WHAT TO DO =>
Only lines containing "positive" belong in the answer, each copied from the entries below.

(Segmentation mask data)
>>>>>

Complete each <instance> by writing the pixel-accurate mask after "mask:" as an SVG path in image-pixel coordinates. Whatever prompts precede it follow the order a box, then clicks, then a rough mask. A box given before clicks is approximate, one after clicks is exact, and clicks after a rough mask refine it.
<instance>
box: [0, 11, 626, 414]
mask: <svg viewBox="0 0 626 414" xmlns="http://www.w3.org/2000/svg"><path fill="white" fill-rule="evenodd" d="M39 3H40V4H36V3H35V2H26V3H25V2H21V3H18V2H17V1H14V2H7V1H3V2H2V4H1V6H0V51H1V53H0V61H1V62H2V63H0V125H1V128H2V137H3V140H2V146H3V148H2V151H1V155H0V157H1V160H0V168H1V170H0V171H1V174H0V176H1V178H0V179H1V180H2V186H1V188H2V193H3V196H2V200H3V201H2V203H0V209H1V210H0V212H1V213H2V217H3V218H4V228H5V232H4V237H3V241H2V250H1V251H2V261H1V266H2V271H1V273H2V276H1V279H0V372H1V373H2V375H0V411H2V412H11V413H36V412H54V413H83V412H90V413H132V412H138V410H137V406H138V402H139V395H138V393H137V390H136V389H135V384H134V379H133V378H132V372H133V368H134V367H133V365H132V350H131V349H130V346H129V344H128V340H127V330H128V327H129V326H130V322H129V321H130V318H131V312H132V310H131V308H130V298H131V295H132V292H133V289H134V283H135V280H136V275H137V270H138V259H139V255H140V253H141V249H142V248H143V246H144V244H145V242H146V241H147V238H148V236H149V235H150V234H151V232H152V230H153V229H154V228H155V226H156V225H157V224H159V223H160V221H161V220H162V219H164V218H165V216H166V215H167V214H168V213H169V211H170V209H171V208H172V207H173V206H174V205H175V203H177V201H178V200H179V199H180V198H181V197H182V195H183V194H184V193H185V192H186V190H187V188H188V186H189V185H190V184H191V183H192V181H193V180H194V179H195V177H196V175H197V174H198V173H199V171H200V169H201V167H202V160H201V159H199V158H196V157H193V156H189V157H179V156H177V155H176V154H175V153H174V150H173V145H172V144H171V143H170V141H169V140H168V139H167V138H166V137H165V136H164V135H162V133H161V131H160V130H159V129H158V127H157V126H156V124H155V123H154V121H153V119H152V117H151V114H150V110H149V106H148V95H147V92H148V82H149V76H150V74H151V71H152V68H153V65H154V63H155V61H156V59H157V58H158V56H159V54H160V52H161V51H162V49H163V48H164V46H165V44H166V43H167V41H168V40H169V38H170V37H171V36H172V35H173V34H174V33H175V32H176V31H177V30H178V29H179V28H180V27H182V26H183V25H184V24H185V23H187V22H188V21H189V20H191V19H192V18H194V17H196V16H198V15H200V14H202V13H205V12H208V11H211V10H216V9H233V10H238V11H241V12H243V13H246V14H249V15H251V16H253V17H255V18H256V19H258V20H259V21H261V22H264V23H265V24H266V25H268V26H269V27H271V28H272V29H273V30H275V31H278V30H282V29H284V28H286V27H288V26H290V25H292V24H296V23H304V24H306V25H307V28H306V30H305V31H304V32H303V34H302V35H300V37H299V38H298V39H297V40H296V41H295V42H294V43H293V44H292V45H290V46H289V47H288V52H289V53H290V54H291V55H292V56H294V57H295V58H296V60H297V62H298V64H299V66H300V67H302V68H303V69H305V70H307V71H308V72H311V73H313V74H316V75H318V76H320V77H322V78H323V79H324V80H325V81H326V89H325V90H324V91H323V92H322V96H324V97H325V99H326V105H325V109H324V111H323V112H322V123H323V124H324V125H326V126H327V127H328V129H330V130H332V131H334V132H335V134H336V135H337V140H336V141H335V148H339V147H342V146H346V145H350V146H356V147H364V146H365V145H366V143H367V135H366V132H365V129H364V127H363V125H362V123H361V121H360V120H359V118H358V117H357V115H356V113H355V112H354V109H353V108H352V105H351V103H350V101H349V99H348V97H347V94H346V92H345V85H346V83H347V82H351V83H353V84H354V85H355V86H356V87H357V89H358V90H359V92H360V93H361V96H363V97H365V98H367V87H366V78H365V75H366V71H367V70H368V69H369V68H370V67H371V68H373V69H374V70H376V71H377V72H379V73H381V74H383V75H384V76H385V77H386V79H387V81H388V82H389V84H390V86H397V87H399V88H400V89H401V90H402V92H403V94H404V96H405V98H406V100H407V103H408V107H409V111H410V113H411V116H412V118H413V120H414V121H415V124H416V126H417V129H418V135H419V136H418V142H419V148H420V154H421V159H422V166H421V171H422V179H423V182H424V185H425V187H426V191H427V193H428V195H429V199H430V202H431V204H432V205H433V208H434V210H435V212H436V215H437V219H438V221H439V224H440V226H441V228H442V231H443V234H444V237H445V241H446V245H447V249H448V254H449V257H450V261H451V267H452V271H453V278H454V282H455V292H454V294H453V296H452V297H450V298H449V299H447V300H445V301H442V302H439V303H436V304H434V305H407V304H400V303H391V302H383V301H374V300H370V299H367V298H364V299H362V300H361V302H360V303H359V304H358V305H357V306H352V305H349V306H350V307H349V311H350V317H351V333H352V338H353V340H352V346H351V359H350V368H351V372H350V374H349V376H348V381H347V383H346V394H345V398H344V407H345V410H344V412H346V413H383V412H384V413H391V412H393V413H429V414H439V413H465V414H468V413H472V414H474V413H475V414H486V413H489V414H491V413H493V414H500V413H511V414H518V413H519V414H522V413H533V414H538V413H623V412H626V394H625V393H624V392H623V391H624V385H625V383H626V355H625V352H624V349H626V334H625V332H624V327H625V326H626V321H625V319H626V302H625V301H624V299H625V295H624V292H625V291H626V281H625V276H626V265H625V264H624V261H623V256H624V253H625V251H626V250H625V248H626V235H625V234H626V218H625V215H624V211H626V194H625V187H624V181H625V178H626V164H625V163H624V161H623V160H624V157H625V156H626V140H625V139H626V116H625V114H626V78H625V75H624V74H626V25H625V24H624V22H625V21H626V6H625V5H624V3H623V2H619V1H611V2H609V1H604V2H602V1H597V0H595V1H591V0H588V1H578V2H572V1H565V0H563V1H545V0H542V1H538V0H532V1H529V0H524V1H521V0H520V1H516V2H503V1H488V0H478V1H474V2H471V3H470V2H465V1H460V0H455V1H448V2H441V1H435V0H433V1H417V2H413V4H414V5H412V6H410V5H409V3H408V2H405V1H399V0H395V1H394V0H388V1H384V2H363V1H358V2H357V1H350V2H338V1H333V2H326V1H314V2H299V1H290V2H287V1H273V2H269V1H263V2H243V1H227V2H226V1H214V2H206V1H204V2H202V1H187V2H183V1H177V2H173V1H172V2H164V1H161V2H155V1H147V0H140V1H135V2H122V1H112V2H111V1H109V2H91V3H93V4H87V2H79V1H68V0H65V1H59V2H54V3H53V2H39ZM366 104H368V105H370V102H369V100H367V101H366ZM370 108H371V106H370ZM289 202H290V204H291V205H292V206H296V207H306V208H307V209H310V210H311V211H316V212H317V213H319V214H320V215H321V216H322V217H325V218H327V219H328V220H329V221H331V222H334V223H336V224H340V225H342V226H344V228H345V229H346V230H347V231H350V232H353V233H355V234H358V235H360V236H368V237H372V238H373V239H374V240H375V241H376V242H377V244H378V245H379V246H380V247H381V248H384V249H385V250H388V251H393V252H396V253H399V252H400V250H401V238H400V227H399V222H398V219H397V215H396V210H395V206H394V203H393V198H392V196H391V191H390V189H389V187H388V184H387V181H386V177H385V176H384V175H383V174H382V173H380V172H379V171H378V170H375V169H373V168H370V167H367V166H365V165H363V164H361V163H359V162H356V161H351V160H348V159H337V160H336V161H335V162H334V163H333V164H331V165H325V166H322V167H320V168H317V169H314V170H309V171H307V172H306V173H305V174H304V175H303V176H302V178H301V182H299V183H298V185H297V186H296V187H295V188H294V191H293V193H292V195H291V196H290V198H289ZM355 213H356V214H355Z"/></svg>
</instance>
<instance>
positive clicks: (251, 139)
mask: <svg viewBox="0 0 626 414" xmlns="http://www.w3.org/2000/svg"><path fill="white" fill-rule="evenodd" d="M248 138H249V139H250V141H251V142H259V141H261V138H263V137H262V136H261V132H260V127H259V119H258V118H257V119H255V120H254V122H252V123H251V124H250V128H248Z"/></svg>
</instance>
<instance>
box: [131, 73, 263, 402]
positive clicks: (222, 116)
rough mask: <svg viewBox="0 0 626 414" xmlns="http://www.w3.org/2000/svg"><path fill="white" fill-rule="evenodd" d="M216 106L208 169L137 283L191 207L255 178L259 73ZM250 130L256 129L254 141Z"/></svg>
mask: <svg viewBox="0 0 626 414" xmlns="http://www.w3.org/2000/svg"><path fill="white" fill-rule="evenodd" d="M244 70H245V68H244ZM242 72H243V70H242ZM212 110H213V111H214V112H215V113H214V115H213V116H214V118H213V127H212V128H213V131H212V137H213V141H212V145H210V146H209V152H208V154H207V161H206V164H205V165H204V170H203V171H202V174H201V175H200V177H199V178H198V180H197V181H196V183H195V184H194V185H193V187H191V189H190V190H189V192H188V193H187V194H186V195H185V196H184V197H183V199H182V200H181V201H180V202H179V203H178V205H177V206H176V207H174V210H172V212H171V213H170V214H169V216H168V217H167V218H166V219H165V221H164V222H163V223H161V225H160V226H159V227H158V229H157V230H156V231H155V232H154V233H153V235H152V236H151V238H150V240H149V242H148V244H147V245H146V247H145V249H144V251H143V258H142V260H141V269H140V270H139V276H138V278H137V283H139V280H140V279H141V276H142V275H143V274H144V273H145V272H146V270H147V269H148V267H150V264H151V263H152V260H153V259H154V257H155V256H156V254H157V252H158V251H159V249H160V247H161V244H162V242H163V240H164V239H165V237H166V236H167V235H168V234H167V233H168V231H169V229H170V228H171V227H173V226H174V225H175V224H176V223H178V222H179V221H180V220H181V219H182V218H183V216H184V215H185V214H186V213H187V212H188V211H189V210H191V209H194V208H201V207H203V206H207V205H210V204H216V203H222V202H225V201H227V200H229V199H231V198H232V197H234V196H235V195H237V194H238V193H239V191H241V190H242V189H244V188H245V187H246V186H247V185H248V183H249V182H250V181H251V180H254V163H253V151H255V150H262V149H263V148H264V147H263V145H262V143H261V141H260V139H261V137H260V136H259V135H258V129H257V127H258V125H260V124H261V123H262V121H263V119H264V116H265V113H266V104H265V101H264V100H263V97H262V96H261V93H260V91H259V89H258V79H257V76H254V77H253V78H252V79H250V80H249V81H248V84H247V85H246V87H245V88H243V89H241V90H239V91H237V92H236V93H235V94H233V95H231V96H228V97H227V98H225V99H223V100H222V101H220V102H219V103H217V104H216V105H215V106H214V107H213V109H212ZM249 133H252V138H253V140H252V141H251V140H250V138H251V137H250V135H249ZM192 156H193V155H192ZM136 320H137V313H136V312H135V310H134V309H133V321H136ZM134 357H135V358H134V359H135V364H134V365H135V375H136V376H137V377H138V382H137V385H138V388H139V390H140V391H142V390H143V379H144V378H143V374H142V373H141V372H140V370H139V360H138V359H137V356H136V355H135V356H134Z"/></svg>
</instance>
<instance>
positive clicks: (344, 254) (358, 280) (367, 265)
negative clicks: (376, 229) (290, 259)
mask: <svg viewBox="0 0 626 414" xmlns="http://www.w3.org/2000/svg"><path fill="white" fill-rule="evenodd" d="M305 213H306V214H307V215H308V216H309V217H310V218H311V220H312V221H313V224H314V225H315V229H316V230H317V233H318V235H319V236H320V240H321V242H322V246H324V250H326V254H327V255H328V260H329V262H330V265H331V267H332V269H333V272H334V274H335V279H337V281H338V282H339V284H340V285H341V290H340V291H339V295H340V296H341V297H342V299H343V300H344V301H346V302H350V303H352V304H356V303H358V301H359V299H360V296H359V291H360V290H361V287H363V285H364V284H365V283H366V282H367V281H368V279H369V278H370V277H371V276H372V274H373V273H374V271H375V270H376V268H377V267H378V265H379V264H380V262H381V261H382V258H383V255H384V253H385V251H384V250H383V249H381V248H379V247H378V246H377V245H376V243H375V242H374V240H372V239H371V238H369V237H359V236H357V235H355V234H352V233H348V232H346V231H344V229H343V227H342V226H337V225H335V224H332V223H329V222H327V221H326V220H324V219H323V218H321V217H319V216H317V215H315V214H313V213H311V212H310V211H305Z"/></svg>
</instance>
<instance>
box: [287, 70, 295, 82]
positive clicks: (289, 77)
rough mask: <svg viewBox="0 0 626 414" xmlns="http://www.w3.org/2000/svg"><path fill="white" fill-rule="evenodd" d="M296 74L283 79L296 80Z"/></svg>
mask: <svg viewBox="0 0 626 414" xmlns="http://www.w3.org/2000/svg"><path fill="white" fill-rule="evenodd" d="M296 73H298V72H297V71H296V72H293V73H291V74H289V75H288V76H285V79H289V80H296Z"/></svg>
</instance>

<<<<<

ANSWER BOX =>
positive clicks: (251, 139)
positive clicks: (222, 116)
positive clicks: (344, 254) (358, 280) (367, 265)
positive clicks: (289, 77)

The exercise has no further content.